_DATA SHOWN_:
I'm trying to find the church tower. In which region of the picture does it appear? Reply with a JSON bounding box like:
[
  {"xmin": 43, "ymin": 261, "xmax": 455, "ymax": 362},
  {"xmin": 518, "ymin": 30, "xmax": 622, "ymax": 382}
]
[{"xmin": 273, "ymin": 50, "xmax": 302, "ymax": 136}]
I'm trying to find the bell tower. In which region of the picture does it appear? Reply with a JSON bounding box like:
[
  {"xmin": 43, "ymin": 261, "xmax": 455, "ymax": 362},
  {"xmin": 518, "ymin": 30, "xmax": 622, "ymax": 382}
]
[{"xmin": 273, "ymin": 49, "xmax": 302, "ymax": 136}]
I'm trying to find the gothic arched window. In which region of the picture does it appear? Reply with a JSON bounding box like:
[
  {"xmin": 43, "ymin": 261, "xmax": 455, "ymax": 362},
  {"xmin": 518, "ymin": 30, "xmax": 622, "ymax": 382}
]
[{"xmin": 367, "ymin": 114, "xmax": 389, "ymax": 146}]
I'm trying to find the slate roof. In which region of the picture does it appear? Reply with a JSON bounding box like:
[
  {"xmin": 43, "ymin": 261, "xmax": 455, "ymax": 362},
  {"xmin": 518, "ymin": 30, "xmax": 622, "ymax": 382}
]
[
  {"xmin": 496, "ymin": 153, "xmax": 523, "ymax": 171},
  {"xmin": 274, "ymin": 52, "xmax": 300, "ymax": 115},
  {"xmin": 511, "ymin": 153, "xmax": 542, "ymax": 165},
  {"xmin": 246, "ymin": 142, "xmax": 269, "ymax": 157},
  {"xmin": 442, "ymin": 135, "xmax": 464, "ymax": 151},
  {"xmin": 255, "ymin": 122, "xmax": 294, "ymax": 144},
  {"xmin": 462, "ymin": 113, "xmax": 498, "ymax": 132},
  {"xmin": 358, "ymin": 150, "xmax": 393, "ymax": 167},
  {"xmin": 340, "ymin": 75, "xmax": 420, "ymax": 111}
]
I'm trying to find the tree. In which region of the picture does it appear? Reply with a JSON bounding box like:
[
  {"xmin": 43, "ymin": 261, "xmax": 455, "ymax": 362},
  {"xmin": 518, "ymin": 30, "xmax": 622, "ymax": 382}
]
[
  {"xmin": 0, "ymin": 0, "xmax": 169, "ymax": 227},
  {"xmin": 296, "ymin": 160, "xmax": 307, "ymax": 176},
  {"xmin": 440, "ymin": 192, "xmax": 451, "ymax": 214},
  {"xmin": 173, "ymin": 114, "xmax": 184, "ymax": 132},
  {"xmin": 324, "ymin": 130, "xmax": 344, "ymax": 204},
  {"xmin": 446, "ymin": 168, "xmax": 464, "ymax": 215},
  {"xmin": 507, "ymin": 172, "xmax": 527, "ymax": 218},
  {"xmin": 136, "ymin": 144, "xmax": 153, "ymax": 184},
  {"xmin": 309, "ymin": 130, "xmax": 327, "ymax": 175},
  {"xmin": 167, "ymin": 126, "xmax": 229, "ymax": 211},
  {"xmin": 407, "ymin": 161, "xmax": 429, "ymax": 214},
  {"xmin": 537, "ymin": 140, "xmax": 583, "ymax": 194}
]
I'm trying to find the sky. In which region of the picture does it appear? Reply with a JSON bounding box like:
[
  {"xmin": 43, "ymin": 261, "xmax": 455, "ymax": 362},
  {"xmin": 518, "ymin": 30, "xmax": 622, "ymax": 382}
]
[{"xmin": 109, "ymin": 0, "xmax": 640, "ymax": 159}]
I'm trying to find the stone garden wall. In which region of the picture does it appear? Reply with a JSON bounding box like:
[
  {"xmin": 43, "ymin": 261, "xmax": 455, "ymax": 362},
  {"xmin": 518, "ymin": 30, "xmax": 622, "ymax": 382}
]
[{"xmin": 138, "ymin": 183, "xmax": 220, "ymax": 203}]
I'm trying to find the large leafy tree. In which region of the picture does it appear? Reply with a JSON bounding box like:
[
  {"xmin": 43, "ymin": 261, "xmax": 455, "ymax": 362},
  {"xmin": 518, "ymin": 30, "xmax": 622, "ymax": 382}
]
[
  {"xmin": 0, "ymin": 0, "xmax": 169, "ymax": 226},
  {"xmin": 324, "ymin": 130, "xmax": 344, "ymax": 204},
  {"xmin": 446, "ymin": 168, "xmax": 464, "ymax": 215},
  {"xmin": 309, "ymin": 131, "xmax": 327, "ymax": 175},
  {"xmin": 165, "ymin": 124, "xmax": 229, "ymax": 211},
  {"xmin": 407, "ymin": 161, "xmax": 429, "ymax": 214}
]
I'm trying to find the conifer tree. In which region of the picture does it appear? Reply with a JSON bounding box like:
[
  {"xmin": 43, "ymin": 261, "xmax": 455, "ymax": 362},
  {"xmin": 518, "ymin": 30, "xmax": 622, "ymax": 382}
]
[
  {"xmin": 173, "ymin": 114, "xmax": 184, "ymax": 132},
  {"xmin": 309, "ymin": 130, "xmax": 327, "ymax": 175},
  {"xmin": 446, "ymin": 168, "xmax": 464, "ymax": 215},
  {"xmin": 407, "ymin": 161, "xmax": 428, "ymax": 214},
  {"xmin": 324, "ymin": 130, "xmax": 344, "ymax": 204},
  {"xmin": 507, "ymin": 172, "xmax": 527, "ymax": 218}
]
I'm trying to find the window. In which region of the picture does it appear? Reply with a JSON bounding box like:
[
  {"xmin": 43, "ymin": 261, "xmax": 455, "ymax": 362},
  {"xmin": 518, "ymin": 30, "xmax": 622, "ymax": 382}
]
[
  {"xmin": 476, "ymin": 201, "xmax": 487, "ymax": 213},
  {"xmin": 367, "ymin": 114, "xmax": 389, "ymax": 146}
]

_YOUR OBJECTIVE_:
Put every line of the listing above into a Markdown table with the columns Row and Line, numbering the rows in order and leaving out blank lines.

_WRITTEN RESPONSE_:
| Row | Line |
|---|---|
| 1 | I'm trying to find the church tower. In which region of the picture does it appear? Reply with a JSON bounding box like: |
| 2 | [ |
| 3 |   {"xmin": 43, "ymin": 261, "xmax": 455, "ymax": 362}, |
| 4 |   {"xmin": 518, "ymin": 30, "xmax": 622, "ymax": 382} |
| 5 | ] |
| 6 | [{"xmin": 273, "ymin": 50, "xmax": 302, "ymax": 136}] |
| 7 | I'm trying to find the bell tower. In which region of the picture does it appear? Reply with a JSON bounding box like: |
| 8 | [ |
| 9 |   {"xmin": 43, "ymin": 261, "xmax": 455, "ymax": 362}, |
| 10 |   {"xmin": 518, "ymin": 30, "xmax": 622, "ymax": 382} |
| 11 | ] |
| 12 | [{"xmin": 273, "ymin": 49, "xmax": 302, "ymax": 136}] |
| 13 | I'm trying to find the gothic arched window. In which region of the picture does it appear? Reply with a JSON bounding box like: |
| 14 | [ |
| 15 |   {"xmin": 43, "ymin": 261, "xmax": 455, "ymax": 362}, |
| 16 |   {"xmin": 518, "ymin": 30, "xmax": 622, "ymax": 382} |
| 17 | ] |
| 18 | [{"xmin": 367, "ymin": 114, "xmax": 389, "ymax": 146}] |
| 19 | I'm trying to find the slate roof. In which region of the picture does it appear? Reply with a JSON bounding box like: |
| 20 | [ |
| 21 |   {"xmin": 43, "ymin": 261, "xmax": 455, "ymax": 362}, |
| 22 |   {"xmin": 518, "ymin": 30, "xmax": 622, "ymax": 382} |
| 23 | ] |
| 24 | [ |
| 25 |   {"xmin": 496, "ymin": 153, "xmax": 523, "ymax": 171}, |
| 26 |   {"xmin": 274, "ymin": 52, "xmax": 300, "ymax": 115}, |
| 27 |   {"xmin": 511, "ymin": 153, "xmax": 542, "ymax": 165}, |
| 28 |   {"xmin": 246, "ymin": 142, "xmax": 269, "ymax": 157}, |
| 29 |   {"xmin": 442, "ymin": 135, "xmax": 464, "ymax": 151}, |
| 30 |   {"xmin": 255, "ymin": 122, "xmax": 294, "ymax": 144}, |
| 31 |   {"xmin": 462, "ymin": 113, "xmax": 498, "ymax": 132}, |
| 32 |   {"xmin": 358, "ymin": 150, "xmax": 393, "ymax": 167}, |
| 33 |   {"xmin": 340, "ymin": 75, "xmax": 420, "ymax": 111} |
| 34 | ] |
| 35 | I'm trying to find the tree. In which region of the picture does it appear? Reply with a JSON bounding box like: |
| 36 | [ |
| 37 |   {"xmin": 43, "ymin": 261, "xmax": 455, "ymax": 362}, |
| 38 |   {"xmin": 518, "ymin": 30, "xmax": 622, "ymax": 382} |
| 39 | ] |
| 40 | [ |
| 41 |   {"xmin": 0, "ymin": 0, "xmax": 169, "ymax": 227}, |
| 42 |   {"xmin": 296, "ymin": 160, "xmax": 307, "ymax": 176}, |
| 43 |   {"xmin": 440, "ymin": 192, "xmax": 451, "ymax": 214}, |
| 44 |   {"xmin": 173, "ymin": 114, "xmax": 184, "ymax": 132}, |
| 45 |   {"xmin": 324, "ymin": 130, "xmax": 344, "ymax": 204}, |
| 46 |   {"xmin": 446, "ymin": 168, "xmax": 464, "ymax": 215}, |
| 47 |   {"xmin": 507, "ymin": 172, "xmax": 527, "ymax": 218}, |
| 48 |   {"xmin": 136, "ymin": 144, "xmax": 153, "ymax": 184}, |
| 49 |   {"xmin": 309, "ymin": 130, "xmax": 327, "ymax": 175}, |
| 50 |   {"xmin": 167, "ymin": 126, "xmax": 229, "ymax": 211}, |
| 51 |   {"xmin": 407, "ymin": 161, "xmax": 429, "ymax": 214}, |
| 52 |   {"xmin": 537, "ymin": 140, "xmax": 583, "ymax": 194} |
| 53 | ] |
| 54 | I'm trying to find the sky. In which region of the picture does it appear? Reply with a JSON bounding box like: |
| 55 | [ |
| 56 |   {"xmin": 43, "ymin": 261, "xmax": 455, "ymax": 362}, |
| 57 |   {"xmin": 518, "ymin": 30, "xmax": 622, "ymax": 382} |
| 58 | ] |
| 59 | [{"xmin": 109, "ymin": 0, "xmax": 640, "ymax": 159}] |
| 60 | I'm trying to find the stone garden wall. In which region of the picture does it appear? Reply with a JSON bounding box like: |
| 61 | [ |
| 62 |   {"xmin": 43, "ymin": 261, "xmax": 455, "ymax": 362}, |
| 63 |   {"xmin": 518, "ymin": 30, "xmax": 622, "ymax": 382} |
| 64 | ] |
| 65 | [{"xmin": 138, "ymin": 183, "xmax": 220, "ymax": 203}] |
| 66 | I'm trying to find the large leafy tree. In which region of the picture does it appear? Reply with a JSON bounding box like: |
| 67 | [ |
| 68 |   {"xmin": 43, "ymin": 261, "xmax": 455, "ymax": 362}, |
| 69 |   {"xmin": 518, "ymin": 30, "xmax": 622, "ymax": 382} |
| 70 | ] |
| 71 | [ |
| 72 |   {"xmin": 0, "ymin": 0, "xmax": 169, "ymax": 226}, |
| 73 |   {"xmin": 324, "ymin": 130, "xmax": 344, "ymax": 204}, |
| 74 |   {"xmin": 446, "ymin": 168, "xmax": 464, "ymax": 215}, |
| 75 |   {"xmin": 309, "ymin": 131, "xmax": 327, "ymax": 175}, |
| 76 |   {"xmin": 165, "ymin": 124, "xmax": 229, "ymax": 211}, |
| 77 |   {"xmin": 407, "ymin": 161, "xmax": 429, "ymax": 214} |
| 78 | ] |
| 79 | I'm trying to find the conifer tree. In which region of the picture does it appear? Reply with a JSON bounding box like: |
| 80 | [ |
| 81 |   {"xmin": 43, "ymin": 261, "xmax": 455, "ymax": 362}, |
| 82 |   {"xmin": 518, "ymin": 30, "xmax": 622, "ymax": 382} |
| 83 | ] |
| 84 | [ |
| 85 |   {"xmin": 173, "ymin": 114, "xmax": 184, "ymax": 132}, |
| 86 |   {"xmin": 309, "ymin": 130, "xmax": 327, "ymax": 175}, |
| 87 |   {"xmin": 446, "ymin": 168, "xmax": 464, "ymax": 215}, |
| 88 |   {"xmin": 407, "ymin": 161, "xmax": 428, "ymax": 214}, |
| 89 |   {"xmin": 324, "ymin": 130, "xmax": 344, "ymax": 204}, |
| 90 |   {"xmin": 507, "ymin": 172, "xmax": 527, "ymax": 218} |
| 91 | ] |
| 92 | I'm trying to find the window. In which region of the picture does it appear? Reply with a JSON bounding box like: |
| 93 | [ |
| 94 |   {"xmin": 43, "ymin": 261, "xmax": 455, "ymax": 362}, |
| 95 |   {"xmin": 518, "ymin": 30, "xmax": 622, "ymax": 382} |
| 96 | ] |
| 97 | [ |
| 98 |   {"xmin": 476, "ymin": 201, "xmax": 487, "ymax": 213}, |
| 99 |   {"xmin": 367, "ymin": 114, "xmax": 389, "ymax": 146} |
| 100 | ] |